What the task asks ▸ Please copy the material below word for word, with every line kept and the pictures left out.

■ ■ ■ ■

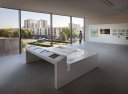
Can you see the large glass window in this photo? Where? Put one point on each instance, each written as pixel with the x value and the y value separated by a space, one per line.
pixel 9 31
pixel 61 30
pixel 77 29
pixel 35 29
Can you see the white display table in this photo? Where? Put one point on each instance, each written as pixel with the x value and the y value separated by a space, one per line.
pixel 69 63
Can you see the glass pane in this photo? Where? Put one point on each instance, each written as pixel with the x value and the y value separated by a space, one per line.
pixel 77 29
pixel 61 30
pixel 9 31
pixel 35 29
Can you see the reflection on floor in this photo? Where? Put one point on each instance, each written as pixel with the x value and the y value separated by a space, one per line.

■ ■ ■ ■

Complete answer ▸
Can you see the large glass window in this photo? Where? Put one point on each instance, each written as pixel with the x value and the y value separated by a space, one per line.
pixel 9 31
pixel 61 30
pixel 77 29
pixel 35 29
Can you see the white display table in this photo? Where? Put one point on each instance, each written as pixel with the x value and the y value separated by a space, one per line.
pixel 69 63
Can you see the glass pane in this photo? Where? Put one point on each instance, each written as pixel with the x value and the y value separated by a space, one per line.
pixel 77 29
pixel 61 30
pixel 9 31
pixel 35 29
Can you see the reflection on floor in this photo? Where? Put one point on each instance, each written as pixel with the x value and the y value separated by a space, one per line.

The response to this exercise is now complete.